▶ DIRECTIVE
Reproduce the listing below exactly, minus its pictures.

(Image point annotation entries)
====================

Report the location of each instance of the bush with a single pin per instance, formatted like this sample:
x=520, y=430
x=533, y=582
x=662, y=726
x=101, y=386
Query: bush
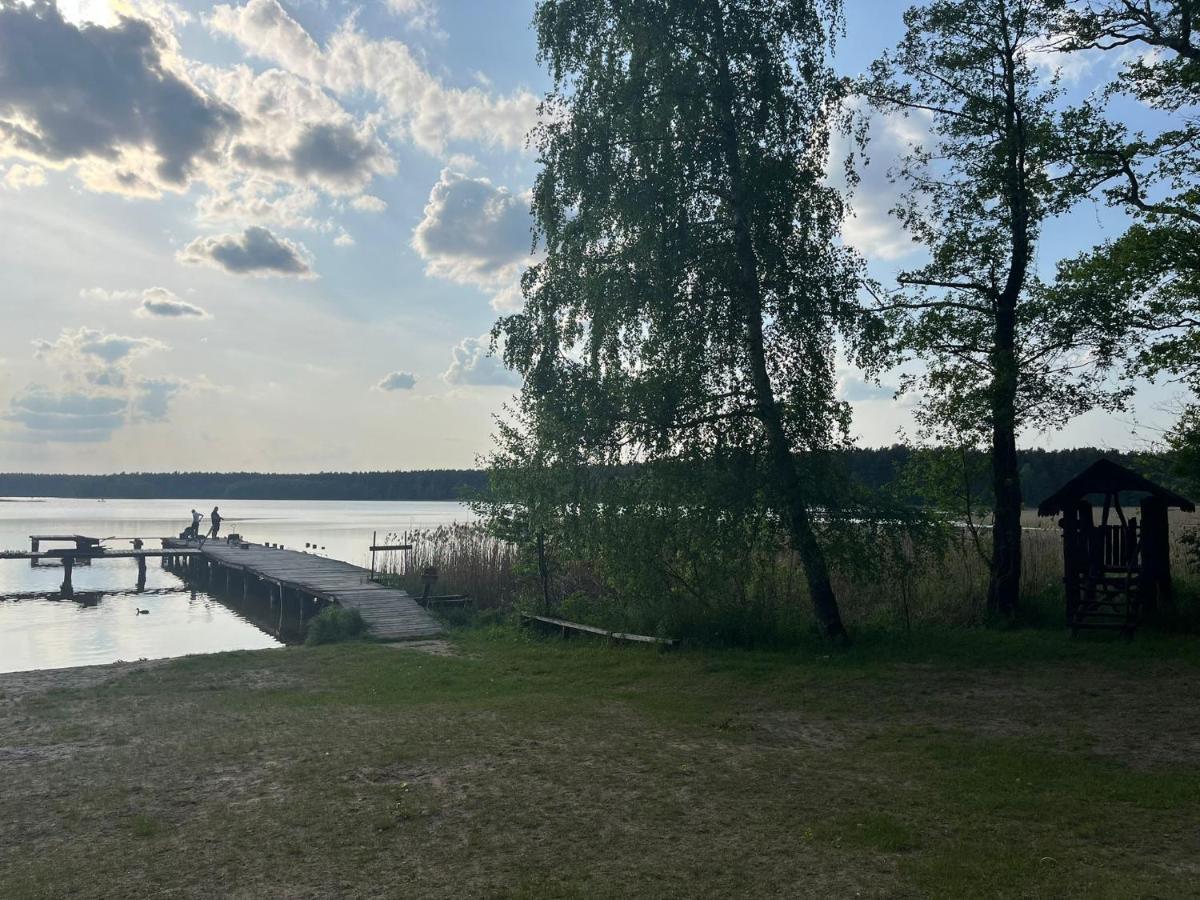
x=335, y=624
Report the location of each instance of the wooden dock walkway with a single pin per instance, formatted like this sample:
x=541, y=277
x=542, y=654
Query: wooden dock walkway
x=390, y=613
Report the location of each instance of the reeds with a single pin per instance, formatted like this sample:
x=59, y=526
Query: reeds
x=762, y=599
x=467, y=561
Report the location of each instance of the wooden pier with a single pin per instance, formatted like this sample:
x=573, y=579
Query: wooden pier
x=85, y=553
x=391, y=615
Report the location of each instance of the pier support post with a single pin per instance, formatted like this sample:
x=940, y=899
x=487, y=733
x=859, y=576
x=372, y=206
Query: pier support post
x=67, y=587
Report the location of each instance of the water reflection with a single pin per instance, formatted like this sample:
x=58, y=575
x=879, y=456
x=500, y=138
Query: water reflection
x=40, y=629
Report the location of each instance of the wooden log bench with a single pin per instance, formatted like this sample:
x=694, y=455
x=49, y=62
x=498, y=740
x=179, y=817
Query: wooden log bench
x=568, y=628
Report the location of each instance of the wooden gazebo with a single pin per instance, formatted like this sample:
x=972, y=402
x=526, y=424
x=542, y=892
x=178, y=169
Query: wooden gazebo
x=1115, y=573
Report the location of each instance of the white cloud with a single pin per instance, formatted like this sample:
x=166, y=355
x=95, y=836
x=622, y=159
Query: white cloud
x=509, y=298
x=420, y=15
x=366, y=203
x=99, y=393
x=256, y=252
x=397, y=382
x=19, y=177
x=474, y=233
x=93, y=347
x=1069, y=67
x=162, y=304
x=107, y=297
x=472, y=364
x=351, y=63
x=263, y=201
x=66, y=415
x=855, y=389
x=108, y=100
x=871, y=228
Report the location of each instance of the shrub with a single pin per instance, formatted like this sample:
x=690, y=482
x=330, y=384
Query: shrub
x=335, y=624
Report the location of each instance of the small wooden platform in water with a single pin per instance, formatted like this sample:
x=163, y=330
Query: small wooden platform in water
x=390, y=613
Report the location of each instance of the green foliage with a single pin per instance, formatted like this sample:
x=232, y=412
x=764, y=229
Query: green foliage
x=1151, y=274
x=335, y=625
x=997, y=348
x=687, y=311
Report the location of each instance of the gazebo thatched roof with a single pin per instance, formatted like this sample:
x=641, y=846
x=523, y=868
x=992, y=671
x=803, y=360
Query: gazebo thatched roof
x=1107, y=477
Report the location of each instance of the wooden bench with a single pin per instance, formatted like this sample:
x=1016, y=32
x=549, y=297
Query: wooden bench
x=568, y=628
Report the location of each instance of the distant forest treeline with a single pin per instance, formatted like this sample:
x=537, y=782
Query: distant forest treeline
x=430, y=485
x=1042, y=473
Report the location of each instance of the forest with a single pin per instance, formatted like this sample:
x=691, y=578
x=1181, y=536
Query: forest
x=873, y=468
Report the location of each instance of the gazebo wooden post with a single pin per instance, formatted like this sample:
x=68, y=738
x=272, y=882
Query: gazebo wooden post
x=1156, y=555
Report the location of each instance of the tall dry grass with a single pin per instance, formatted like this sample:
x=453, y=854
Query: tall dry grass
x=761, y=599
x=467, y=561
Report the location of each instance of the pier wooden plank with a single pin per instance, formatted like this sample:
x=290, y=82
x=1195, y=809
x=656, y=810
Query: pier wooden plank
x=390, y=613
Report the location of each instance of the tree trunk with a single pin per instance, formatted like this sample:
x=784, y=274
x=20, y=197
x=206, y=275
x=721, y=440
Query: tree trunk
x=1005, y=581
x=789, y=489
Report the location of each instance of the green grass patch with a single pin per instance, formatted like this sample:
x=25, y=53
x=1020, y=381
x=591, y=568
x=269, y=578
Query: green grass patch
x=335, y=624
x=973, y=763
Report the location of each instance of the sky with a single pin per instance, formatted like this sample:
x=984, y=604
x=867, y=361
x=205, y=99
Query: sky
x=274, y=234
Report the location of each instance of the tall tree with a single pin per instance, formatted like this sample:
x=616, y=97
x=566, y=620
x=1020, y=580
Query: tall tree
x=691, y=287
x=1152, y=271
x=999, y=354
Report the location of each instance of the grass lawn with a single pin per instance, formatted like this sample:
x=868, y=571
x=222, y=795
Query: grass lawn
x=963, y=765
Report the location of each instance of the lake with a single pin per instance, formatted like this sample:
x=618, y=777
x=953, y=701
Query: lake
x=41, y=630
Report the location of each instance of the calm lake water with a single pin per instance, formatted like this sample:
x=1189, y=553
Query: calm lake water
x=41, y=630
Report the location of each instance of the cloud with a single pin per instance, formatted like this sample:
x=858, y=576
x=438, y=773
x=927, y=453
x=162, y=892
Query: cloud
x=473, y=365
x=870, y=227
x=420, y=15
x=19, y=177
x=162, y=304
x=256, y=252
x=366, y=203
x=855, y=389
x=105, y=295
x=339, y=157
x=105, y=99
x=151, y=399
x=263, y=201
x=1053, y=63
x=397, y=382
x=90, y=347
x=67, y=415
x=351, y=63
x=99, y=393
x=473, y=232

====================

▶ FINISHED TASK
Report the location of each instance of the bush with a single pin per instance, formatted like this sample:
x=520, y=430
x=533, y=582
x=662, y=726
x=101, y=386
Query: bush
x=335, y=624
Report the location of each instance of the wooden dock walkway with a single pin per instance, formatted like this sample:
x=541, y=277
x=542, y=654
Query: wooden dock walkway
x=390, y=613
Report the location of each instance of the reeds with a single pin per instance, formatted like this sample:
x=59, y=526
Query: reeds
x=762, y=599
x=467, y=561
Report the location of each instance of the wooden pier with a single pin per instance, formatted like this sample:
x=573, y=579
Query: wooden pier
x=85, y=553
x=391, y=615
Report the location of each instance of the pier support post with a single pin per instance, formatted like this sample:
x=940, y=899
x=487, y=733
x=859, y=576
x=372, y=206
Query: pier support post
x=67, y=587
Report the location of each instance of the water reflection with a single pin per instance, formatted like this sample:
x=58, y=575
x=879, y=456
x=500, y=138
Query: water reflection
x=40, y=629
Report the location of each instance of the wooden log bench with a single pin per instance, formatted like this sample:
x=694, y=455
x=49, y=62
x=498, y=740
x=179, y=817
Query: wooden log bench
x=568, y=628
Report the location of each instance of the wooden gazebo with a single pin per instance, formatted like this sample:
x=972, y=402
x=526, y=424
x=542, y=892
x=178, y=169
Query: wooden gazebo
x=1115, y=573
Report the location of each instance of the white cloud with a single pin per instance, formatted like this sample:
x=166, y=355
x=95, y=836
x=622, y=159
Query: white cloud
x=509, y=298
x=420, y=15
x=366, y=203
x=99, y=393
x=256, y=252
x=397, y=382
x=19, y=177
x=474, y=233
x=93, y=347
x=1069, y=67
x=162, y=304
x=107, y=297
x=472, y=364
x=351, y=63
x=263, y=201
x=66, y=415
x=855, y=389
x=108, y=100
x=871, y=228
Report the location of each instance of the shrub with a single pin per instance, formatted like this sample:
x=690, y=482
x=330, y=384
Query: shrub
x=335, y=624
Report the location of each instance of the small wooden platform in water with a single pin per instance, formatted like this sample:
x=163, y=330
Query: small wooden platform in water
x=390, y=613
Report the location of each instance of the green foliage with a single pin per instance, formatted like this sample:
x=232, y=412
x=764, y=229
Query: green foliage
x=1151, y=274
x=335, y=625
x=997, y=348
x=687, y=311
Report the location of each instance of the gazebo thatched roof with a single pin per instance, formatted like this sample:
x=641, y=846
x=523, y=868
x=992, y=671
x=803, y=360
Query: gazebo thatched roof
x=1107, y=477
Report the location of each instance of the wooden bench with a single pin per instance, formatted like this sample:
x=1016, y=32
x=549, y=297
Query: wooden bench
x=568, y=628
Report the location of each instance of the distant forest treeline with a single pin per instance, formatted like this sample:
x=537, y=782
Query: distant forest treeline
x=430, y=485
x=1042, y=473
Report the location of each instance of the forest with a single pin per instance, formatted like this sample:
x=691, y=578
x=1181, y=536
Query: forest
x=873, y=468
Report the location of each instance of the gazebo wooden post with a single pin per instance, formatted like this sample:
x=68, y=738
x=272, y=882
Query: gazebo wooden post
x=1156, y=555
Report the location of each instance of the tall dry grass with a single pin per instance, formatted like this sample:
x=453, y=854
Query: tall dry grass
x=761, y=599
x=467, y=561
Report the location of each instance of the pier wooden plank with a single pin per instance, formatted like this sample:
x=290, y=82
x=1195, y=809
x=656, y=810
Query: pier wooden plank
x=390, y=613
Report the location of each instance of the tree trunk with a single pin per instance, formatted like this sample:
x=784, y=274
x=20, y=197
x=206, y=275
x=721, y=440
Query: tree trunk
x=1005, y=581
x=789, y=489
Report the location of each instance of the green grass patch with a single pin per instance, formatted like this sample:
x=25, y=53
x=1020, y=381
x=591, y=568
x=269, y=578
Query: green grass patch
x=335, y=624
x=973, y=763
Report the location of each instance of the sky with a single pin per instance, formatted like this sample:
x=984, y=604
x=867, y=361
x=205, y=99
Query: sky
x=274, y=234
Report the location of each instance of the tall tree with a single pin per instance, formatted like this sample:
x=616, y=97
x=566, y=620
x=1020, y=580
Query: tall tree
x=691, y=287
x=1152, y=271
x=999, y=354
Report the location of each instance of the grass lawn with a single pin per instance, formatted like this sample:
x=868, y=571
x=222, y=795
Query: grass lawn
x=963, y=765
Report the location of each instance of the lake with a single pin per instance, formatted like this sample:
x=618, y=777
x=953, y=701
Query: lake
x=41, y=630
Report the location of each instance of the calm lake water with a single pin per instance, formatted like this sample:
x=1189, y=553
Query: calm lake water
x=41, y=630
Report the location of each instance of the cloud with a single pin per instance, formatted like this sample:
x=858, y=576
x=438, y=773
x=927, y=453
x=162, y=892
Query: cloud
x=473, y=365
x=870, y=227
x=420, y=15
x=19, y=177
x=162, y=304
x=256, y=252
x=366, y=203
x=855, y=389
x=105, y=295
x=339, y=157
x=105, y=99
x=151, y=399
x=263, y=201
x=1053, y=63
x=397, y=382
x=90, y=347
x=67, y=415
x=351, y=63
x=99, y=393
x=473, y=232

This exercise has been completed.